MATERIAL PROVIDED –

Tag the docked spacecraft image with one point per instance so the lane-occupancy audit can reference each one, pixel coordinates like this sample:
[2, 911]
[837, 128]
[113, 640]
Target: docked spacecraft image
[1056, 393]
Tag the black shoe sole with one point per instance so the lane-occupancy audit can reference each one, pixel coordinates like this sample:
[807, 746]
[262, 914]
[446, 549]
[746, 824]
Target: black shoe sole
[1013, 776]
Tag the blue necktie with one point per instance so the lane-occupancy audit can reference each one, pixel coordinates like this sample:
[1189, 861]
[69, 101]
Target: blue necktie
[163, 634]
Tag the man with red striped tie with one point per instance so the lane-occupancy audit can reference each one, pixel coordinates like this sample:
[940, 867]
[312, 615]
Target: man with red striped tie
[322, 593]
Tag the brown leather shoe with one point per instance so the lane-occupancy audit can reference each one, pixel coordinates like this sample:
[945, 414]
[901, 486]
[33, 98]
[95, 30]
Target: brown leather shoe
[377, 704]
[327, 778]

* * *

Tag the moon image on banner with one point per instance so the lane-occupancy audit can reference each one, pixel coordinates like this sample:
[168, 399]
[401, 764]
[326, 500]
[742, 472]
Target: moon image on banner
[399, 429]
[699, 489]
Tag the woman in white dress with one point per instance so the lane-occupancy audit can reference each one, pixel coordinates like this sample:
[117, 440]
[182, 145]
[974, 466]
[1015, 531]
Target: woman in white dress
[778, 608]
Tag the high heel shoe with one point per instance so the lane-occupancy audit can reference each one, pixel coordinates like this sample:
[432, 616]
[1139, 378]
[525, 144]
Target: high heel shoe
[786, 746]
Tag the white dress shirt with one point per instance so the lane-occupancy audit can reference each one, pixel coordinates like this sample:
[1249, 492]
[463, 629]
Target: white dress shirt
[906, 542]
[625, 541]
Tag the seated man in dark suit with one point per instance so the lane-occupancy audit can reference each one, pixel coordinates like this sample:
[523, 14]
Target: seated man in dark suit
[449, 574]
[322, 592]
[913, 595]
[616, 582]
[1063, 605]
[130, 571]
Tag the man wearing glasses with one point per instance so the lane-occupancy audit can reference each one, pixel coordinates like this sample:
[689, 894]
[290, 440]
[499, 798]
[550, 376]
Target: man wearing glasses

WHAT IS EXPECTED – Within the material above, copy exactly the lines from the line that holds "Target: high heel shoe" up to and including the line that holds "Target: man wearing glasses".

RESULT OF THE TASK –
Target: high heel shoe
[786, 746]
Tag the white dress shirt with one point per instance so the lane-occupancy audit can reference each one, pixel coordinates like this sample:
[1249, 492]
[463, 629]
Target: white dress shirt
[906, 542]
[625, 541]
Tag the seated man in dark suit with one point per instance so the lane-occupancy audit can reference each one, pixel coordinates like this sample:
[523, 14]
Target: seated man in dark suit
[449, 574]
[322, 592]
[913, 595]
[616, 582]
[1063, 605]
[130, 571]
Tag the man wearing glasses with one point per instance so the lane-occupancy audit can reference each one, pixel coordinates like this sample:
[689, 894]
[290, 440]
[499, 798]
[550, 376]
Target: man wearing glasses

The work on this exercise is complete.